*Consigne:*
Poursuivez l'extrait sur Nina Bouraoui et la littérature beur en reprenant juste après sa dernière phrase.

*Extrait cité:*
==*==
Amplifié par son couronnement en tête du Livre Inter – le prix des
auditeurs de France – Inter – le succès de La voyeuse interdite de Nina Bouraoui (paru dans
la célèbre collection blanche chez Gallimard), se confirme. Cet écrivain beur
de 24 ans s'est lancé dans la rédaction d'un autre roman. [3].
Voici
un concentré de tous les ingrédients qui ont fait la notoriété de cet auteur,
dont le prix et l'espace littéraire d'appartenance.
Mais,
Nina Bouraoui est-elle "beur" ? Sûrement pas. D'abord pour des
raisons socio-culturelles et ensuite pour des raisons purement biographiques.
Ses thématiques et son écriture n'ont rien de commun avec la littérature beur.
Pourtant notre auteur pourrait être considérée, malgré tout, comme un produit
de cette littérature, car son univers de création prend racine dans un
phénomène de mixité, d'entre-deux, considéré comme la caractéristique commune
de toute expression migrante, frontalière.
A
la base de cette difficulté de localisation il y a d'abord le délicat problème
de l'imaginaire : l'imaginaire des écrivains beurs vis-à-vis de l'Algérie
est-il semblable à celui d'"écrivains migrants" ? Nous pensons
que non, car ces derniers ont commencé à écrire en France à partir d'un nouvel
imaginaire des espaces, des paysages, de l'histoire immédiate –parce que connue
directement – de l'Algérie. Alors, où les situer ? Dans un entre-deux
multiple : entre une littérature algérienne et une littérature qui n'est
ni française, ni exotique, ni beur.
==*==
*Entrées fournies:*
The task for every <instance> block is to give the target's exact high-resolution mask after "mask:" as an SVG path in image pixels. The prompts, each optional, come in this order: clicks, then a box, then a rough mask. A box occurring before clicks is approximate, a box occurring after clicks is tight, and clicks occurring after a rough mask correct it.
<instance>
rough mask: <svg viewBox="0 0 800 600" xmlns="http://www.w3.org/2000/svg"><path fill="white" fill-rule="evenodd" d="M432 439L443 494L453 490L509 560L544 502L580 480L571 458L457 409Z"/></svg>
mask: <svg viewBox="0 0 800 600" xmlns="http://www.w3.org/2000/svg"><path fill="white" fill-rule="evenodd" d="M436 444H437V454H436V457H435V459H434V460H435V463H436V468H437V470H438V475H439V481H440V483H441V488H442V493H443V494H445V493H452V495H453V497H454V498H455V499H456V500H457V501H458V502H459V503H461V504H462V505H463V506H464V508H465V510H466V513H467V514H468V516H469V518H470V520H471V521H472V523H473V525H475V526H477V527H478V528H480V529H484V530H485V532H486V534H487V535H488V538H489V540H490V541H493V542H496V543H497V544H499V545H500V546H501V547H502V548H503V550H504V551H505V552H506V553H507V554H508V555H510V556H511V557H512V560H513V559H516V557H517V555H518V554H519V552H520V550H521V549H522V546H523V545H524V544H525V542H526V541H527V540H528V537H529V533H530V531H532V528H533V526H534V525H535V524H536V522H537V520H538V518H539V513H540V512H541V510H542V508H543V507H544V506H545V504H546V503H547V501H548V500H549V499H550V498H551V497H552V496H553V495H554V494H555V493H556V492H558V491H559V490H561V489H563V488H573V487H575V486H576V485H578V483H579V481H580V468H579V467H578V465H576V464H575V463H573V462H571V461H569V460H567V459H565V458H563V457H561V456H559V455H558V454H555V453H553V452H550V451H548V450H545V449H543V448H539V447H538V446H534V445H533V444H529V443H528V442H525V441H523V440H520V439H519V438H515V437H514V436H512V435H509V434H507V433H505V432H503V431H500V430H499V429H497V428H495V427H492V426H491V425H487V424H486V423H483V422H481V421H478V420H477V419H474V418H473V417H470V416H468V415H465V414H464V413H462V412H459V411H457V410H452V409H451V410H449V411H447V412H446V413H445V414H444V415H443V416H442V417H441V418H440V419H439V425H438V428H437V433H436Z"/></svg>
==*==
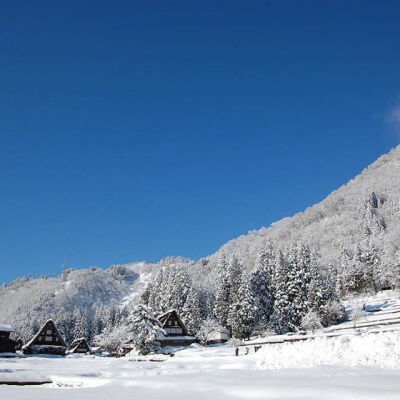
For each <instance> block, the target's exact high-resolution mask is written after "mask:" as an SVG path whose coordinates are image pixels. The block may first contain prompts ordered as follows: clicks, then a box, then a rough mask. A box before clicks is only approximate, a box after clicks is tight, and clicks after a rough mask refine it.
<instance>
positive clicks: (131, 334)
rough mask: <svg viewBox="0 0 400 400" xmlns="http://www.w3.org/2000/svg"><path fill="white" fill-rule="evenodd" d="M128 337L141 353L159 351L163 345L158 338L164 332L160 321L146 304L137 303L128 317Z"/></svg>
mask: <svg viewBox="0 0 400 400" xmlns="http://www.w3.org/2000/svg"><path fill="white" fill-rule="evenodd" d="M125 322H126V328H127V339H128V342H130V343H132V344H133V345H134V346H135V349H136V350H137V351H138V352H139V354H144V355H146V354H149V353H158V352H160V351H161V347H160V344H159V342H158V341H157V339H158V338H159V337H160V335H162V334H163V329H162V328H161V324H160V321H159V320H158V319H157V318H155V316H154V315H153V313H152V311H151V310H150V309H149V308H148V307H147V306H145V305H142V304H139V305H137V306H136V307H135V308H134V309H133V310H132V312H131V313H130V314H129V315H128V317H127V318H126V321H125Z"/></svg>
==*==
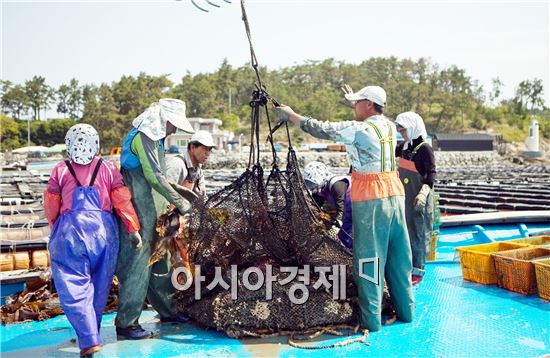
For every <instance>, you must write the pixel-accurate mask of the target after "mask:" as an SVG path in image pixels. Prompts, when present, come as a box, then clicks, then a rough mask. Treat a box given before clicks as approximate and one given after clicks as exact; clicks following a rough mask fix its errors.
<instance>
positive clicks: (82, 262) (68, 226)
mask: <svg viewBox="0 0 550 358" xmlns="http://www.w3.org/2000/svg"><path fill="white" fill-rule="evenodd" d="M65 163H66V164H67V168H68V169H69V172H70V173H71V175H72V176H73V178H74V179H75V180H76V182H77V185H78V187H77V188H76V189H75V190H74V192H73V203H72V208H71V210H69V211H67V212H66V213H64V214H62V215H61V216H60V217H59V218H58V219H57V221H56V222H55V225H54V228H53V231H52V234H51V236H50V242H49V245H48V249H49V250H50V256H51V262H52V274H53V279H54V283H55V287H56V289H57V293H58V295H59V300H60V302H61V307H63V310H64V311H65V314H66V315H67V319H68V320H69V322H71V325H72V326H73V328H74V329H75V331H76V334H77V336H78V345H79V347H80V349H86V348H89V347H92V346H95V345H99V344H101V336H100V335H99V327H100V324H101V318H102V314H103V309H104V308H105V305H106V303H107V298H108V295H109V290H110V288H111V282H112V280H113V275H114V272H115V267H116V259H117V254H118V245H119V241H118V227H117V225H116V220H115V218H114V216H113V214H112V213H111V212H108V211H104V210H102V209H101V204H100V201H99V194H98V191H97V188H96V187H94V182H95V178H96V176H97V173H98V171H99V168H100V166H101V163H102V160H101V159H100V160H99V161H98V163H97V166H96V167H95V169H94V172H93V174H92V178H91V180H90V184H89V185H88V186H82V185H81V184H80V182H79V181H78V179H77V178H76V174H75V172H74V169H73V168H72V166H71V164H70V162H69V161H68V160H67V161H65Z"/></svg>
==*==
*Résultat de l'exercice:*
Ensuite,
il ne faut pas oublier les conditions qui ont permis le développement de la
littérature beur d'un côté et de la "littérature migrante" de
l'autre. La différence fondamentale entre ces deux sensibilités (nous avons du mal à employer le mot courant) est que les écrivains beurs ont
décrit leur vie avec sa dimension problématique et on peut supposer que
l'intégration totale mettra un terme à cette veine littéraire ; alors que,
les écrivains migrants, de frontière, comme Nina Bouraoui, n'ont pas de
problèmes d'intégration, car leur production, dont le lieu d'énonciation est la
France, interroge obligatoirement un autre lieu, et reste ainsi dans la
marginalité, qui est le seul, unique et véritable lieu pour toute possible
énonciation.
En
dernier lieu, la responsabilité de cette ambiguïté de localisation est
attribuable aussi à un autre facteur : la littérature beur porte un nom, et elle comprend des oeuvres très
différenciées ; par contre, les nombreux écrivains qui ont vécu leurs
années décisives en Algérie, dans l'Algérie de l'Indépendance, et qui ensuite
se sont installés en France, leur lieu d'énonciation, n'ont été assimilés à
aucun courant, ils n'ont jamais été nommés, et ne pas classer un écrivain ne
l'empêche pas d'exister.
Cette
non-identification que nous venons
ici de mettre en évidence, a souvent été source d'autres ambiguïtés, par
exemple, on a dit que ces écrivains développent une littérature occidentale
parce qu'ils ont été nourris d'une culture occidentale, mais puisque l'élément
arabo-islamique ne peut pas disparaître il doit être, d'une manière ou d'une
autre, intégré, en permettant ainsi aux clichés et aux stéréotypes de
proliférer.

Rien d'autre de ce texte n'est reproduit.